**TEXTO**
______________________________

Encerramos 2025 e iniciamos 2026 em um momento em que avaliar avanços, reconhecer limites e projetar o futuro da educação brasileira se torna indispensável. Entre iniciativas bem-intencionadas e progressos pontuais, o ano passado expôs com nitidez antigas fragilidades e novas pressões sobre o sistema educacional. Embora tenhamos avançado em debates sobre acesso, inclusão e diversidade, faltaram encaminhamentos efetivos para resolver problemas estruturais que há décadas nos acompanham.
Tornou-se ainda mais evidente a urgência de enfrentar desigualdades persistentes, repensar a formação docente, adaptar o sistema às transformações tecnológicas e retomar, com seriedade, o compromisso com a qualidade da aprendizagem. Em 2025, indicadores essenciais voltaram a preocupar: metas fundamentais ficaram estagnadas ou ameaçadas, e os resultados de aprendizagem sofreram retrocessos.
O Plano Nacional de Educação sintetiza bem essa trajetória irregular. Das 20 metas estabelecidas para a década – 2014–2024 – , apenas duas foram efetivamente cumpridas. Seguimos enfrentando queda nos índices de alfabetização, evasão persistente no ensino médio, infraestrutura insuficiente e desigualdades regionais profundas que comprometem o direito de milhões de crianças a uma educação de qualidade.
O grande entrave continua sendo a ausência de uma política educacional de Estado — contínua, articulada e estruturada — capaz de superar o ciclo de ações pontuais que, embora necessárias, não atacam as raízes do problema.

______________________________

Itens listados em um conjunto de dados:
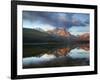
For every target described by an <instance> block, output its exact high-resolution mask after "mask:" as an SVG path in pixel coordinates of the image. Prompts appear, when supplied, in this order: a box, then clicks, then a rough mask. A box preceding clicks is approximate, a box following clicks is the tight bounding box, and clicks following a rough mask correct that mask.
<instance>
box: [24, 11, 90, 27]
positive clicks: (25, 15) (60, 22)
mask: <svg viewBox="0 0 100 80" xmlns="http://www.w3.org/2000/svg"><path fill="white" fill-rule="evenodd" d="M40 24H43V25H46V24H47V25H50V26H53V27H66V28H67V29H69V28H71V27H72V26H77V27H79V26H82V27H84V26H86V25H89V14H84V13H61V12H40V11H23V27H25V28H26V27H27V28H32V27H33V28H34V26H37V25H39V28H42V27H43V26H40Z"/></svg>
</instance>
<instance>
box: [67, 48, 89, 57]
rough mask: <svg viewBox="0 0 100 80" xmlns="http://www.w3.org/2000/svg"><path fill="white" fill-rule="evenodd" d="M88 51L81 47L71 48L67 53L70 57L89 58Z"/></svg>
mask: <svg viewBox="0 0 100 80" xmlns="http://www.w3.org/2000/svg"><path fill="white" fill-rule="evenodd" d="M88 53H89V51H85V50H83V49H77V48H75V49H73V50H72V51H71V52H70V53H69V54H68V55H69V56H70V57H72V58H89V54H88Z"/></svg>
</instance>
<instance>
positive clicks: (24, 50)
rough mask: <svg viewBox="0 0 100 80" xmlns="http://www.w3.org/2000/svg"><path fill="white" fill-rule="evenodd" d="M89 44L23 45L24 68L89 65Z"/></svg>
mask: <svg viewBox="0 0 100 80" xmlns="http://www.w3.org/2000/svg"><path fill="white" fill-rule="evenodd" d="M89 60H90V52H89V44H88V43H83V44H32V45H24V46H23V62H22V63H23V68H24V69H26V68H47V67H68V66H70V67H71V66H88V65H89V62H90V61H89Z"/></svg>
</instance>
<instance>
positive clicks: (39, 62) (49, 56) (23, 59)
mask: <svg viewBox="0 0 100 80" xmlns="http://www.w3.org/2000/svg"><path fill="white" fill-rule="evenodd" d="M54 58H56V57H55V56H54V55H49V54H44V55H42V56H41V57H28V58H24V59H23V63H25V64H26V65H27V64H33V63H34V64H38V63H41V62H45V61H49V60H51V59H54Z"/></svg>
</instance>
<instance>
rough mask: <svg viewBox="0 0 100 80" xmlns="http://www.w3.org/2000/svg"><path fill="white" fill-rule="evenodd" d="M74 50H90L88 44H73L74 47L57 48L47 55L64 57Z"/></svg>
mask: <svg viewBox="0 0 100 80" xmlns="http://www.w3.org/2000/svg"><path fill="white" fill-rule="evenodd" d="M74 48H79V49H83V50H85V51H89V49H90V48H89V44H74V45H71V46H67V47H64V48H57V49H53V50H50V51H48V52H47V54H54V55H55V56H57V57H58V56H66V55H68V53H70V51H71V50H72V49H74Z"/></svg>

______________________________

**TAREFAS**
1. Diga se cada afirmação abaixo está de acordo com o texto sobre a educação brasileira, respondendo sim ou não e citando as palavras do texto que decidem a resposta.
(a) Apenas duas das 20 metas do Plano Nacional de Educação foram cumpridas.
(b) Em 2025, os resultados de aprendizagem melhoraram.
(c) Os índices de alfabetização estão subindo.
2. Continue o texto sobre a educação brasileira a partir do ponto em que ele termina.

**SUAS RESPOSTAS**
1.
(a) Sim: "apenas duas foram efetivamente cumpridas".
(b) Não: "os resultados de aprendizagem sofreram retrocessos".
(c) Não: "queda nos índices de alfabetização".

2.
O que esperar, então, de 2026? É provável que a agenda permaneça fragmentada, com o debate público concentrado em temas urgentes, mas recorrentes: educação inclusiva, diversidade racial, combate à discriminação, permanência estudantil. Em ano eleitoral, programas de incentivo social ganharão espaço, mas dificilmente virão acompanhados da profundidade necessária.
Entretanto, há uma pauta que deve ganhar força: o impacto da Inteligência Artificial. Da gestão escolar às práticas de sala de aula, o país será impelido a discutir marcos regulatórios, ética e privacidade de dados, além do potencial da IA para apoiar processos de ensino e aprendizagem. Ao mesmo tempo, crescerá a preocupação com riscos e desigualdades tecnológicas.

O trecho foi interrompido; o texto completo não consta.